(Source records)

■ ■ ■

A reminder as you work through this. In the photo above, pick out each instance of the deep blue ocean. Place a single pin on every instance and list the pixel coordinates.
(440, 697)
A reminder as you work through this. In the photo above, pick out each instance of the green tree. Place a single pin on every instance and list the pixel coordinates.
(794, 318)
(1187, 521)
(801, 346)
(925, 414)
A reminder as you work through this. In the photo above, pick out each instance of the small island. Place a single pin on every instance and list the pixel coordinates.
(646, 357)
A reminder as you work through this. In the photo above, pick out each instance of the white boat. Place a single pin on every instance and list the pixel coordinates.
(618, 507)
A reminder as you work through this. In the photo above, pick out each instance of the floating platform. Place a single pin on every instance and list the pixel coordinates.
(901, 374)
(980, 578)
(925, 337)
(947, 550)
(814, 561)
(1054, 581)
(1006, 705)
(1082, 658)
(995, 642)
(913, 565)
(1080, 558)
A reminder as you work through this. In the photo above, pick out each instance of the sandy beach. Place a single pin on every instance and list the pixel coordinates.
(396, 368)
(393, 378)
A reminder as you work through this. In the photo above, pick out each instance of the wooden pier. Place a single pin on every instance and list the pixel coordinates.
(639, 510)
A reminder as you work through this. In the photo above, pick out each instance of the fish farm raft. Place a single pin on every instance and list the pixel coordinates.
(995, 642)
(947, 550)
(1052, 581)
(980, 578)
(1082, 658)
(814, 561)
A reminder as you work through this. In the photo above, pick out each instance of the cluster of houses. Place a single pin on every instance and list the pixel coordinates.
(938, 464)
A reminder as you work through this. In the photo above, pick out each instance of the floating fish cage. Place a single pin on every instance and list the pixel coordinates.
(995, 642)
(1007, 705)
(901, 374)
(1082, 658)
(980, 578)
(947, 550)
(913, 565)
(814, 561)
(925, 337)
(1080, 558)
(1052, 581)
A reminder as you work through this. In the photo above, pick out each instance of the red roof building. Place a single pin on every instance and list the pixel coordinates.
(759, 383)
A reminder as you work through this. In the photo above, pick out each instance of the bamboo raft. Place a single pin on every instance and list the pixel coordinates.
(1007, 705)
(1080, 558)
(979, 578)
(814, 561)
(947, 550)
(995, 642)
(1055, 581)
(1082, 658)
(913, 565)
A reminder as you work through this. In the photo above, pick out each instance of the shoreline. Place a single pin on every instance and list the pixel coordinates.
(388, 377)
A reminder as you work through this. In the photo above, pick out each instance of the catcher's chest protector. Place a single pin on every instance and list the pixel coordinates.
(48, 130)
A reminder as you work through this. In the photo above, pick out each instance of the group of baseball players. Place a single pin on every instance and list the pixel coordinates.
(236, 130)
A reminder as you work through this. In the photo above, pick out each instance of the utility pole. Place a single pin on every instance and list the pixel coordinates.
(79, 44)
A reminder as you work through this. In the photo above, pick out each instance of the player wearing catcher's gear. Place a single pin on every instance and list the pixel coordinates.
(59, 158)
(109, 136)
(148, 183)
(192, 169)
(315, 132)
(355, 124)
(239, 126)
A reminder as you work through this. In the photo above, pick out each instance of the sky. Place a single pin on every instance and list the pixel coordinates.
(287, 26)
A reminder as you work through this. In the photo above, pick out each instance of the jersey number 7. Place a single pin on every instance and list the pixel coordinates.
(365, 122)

■ ■ ■

**PROBLEM DETAILS**: Repeat the material in full, exactly as it stands.

**PROBLEM SOLUTION**:
A reminder as you work through this. In the photo above, pick out each instance of the deep blue ocean. Place a single pin on every instance and list the pixel coordinates.
(440, 697)
A reminder as you work through this. In the photo above, pick out each instance of the green tree. Place a single pin on every instance and list the pixel coordinates.
(794, 318)
(1187, 521)
(801, 346)
(925, 414)
A reminder as you work through this. In the photo above, pick out each instance of the small island. Place a single pin on every instance and list the pixel coordinates.
(646, 357)
A reminder as you work through this. In the photo above, pick out each instance of the white boat. Place a single pin on every instance and list the pixel coordinates.
(618, 507)
A reminder as you work through this. In the photo above, pick out each instance of the floating platform. Place a single pin on every instance and list the pixel coordinates.
(901, 374)
(980, 578)
(925, 337)
(947, 550)
(814, 561)
(1054, 581)
(1006, 705)
(1082, 658)
(995, 642)
(913, 565)
(1080, 558)
A reminder as you work through this. In the photo above, pick out each instance of the sandy beach. Place a single pin on every instance and list the pixel coordinates.
(396, 368)
(393, 378)
A reminder as you work through this. In the photo above, pick out each instance of the wooden pier. Place a single pin on every instance and list the pixel coordinates.
(639, 510)
A reminder as you work through this. In the photo above, pick out each instance of the fish farm raft. Place a single pin on every instance and list the pixel coordinates.
(995, 642)
(947, 550)
(1052, 581)
(980, 578)
(1082, 658)
(814, 561)
A reminder as you work through this. In the photo above, pick out each instance of the cluster of houses. Place a single pin on every instance and list the pixel coordinates.
(938, 464)
A reminder as you work through this. In the photo above, pick out each instance of the floating fish cage. Place a single pin on every instance and list the pixel coordinates.
(995, 642)
(1007, 705)
(901, 374)
(1082, 658)
(980, 578)
(947, 550)
(913, 565)
(814, 561)
(925, 337)
(1080, 558)
(1052, 581)
A reminder as you work through this. In the photo above, pick out each instance of the red roof building. Place a single pin on every instance and list the pixel coordinates.
(759, 383)
A reminder as you work through this. In the photo above, pick out each instance of the bamboo raft. Place a single pin on every instance and list the pixel coordinates.
(1007, 705)
(1080, 558)
(979, 578)
(814, 561)
(947, 550)
(995, 642)
(1055, 581)
(1082, 658)
(913, 565)
A reminder as you work through this. In the photo above, pick out each instance of the shoreline. Place a single pin on every instance and list the pixel coordinates.
(388, 377)
A reminder as you work through this. In the photo above, pick out each instance of the catcher's chest protector. Place a single pin on every instance and list the pixel coordinates.
(48, 130)
A reminder as you work through this. In the photo above, pick out each instance of the group of baseball players. Place a single pin on every instance and list the pixel coordinates.
(236, 130)
A reminder as you work through this. In the photo above, pick out each instance of the utility pole. Place a single pin on every instance and list the pixel coordinates.
(79, 44)
A reminder as you work through this. In the photo above, pick out each instance of the player wearing catcher's gear. Place a single pin on every instance and list the pixel coordinates.
(59, 158)
(109, 136)
(148, 183)
(192, 169)
(315, 132)
(355, 124)
(239, 126)
A reminder as you work through this. In the photo above, pick out each instance of the sky. Place a single pin on every instance and list the pixel coordinates.
(287, 26)
A reminder as you work through this. In the photo above, pick out each instance of the jersey number 7. Place a single pin on every instance and list the pixel coordinates.
(365, 122)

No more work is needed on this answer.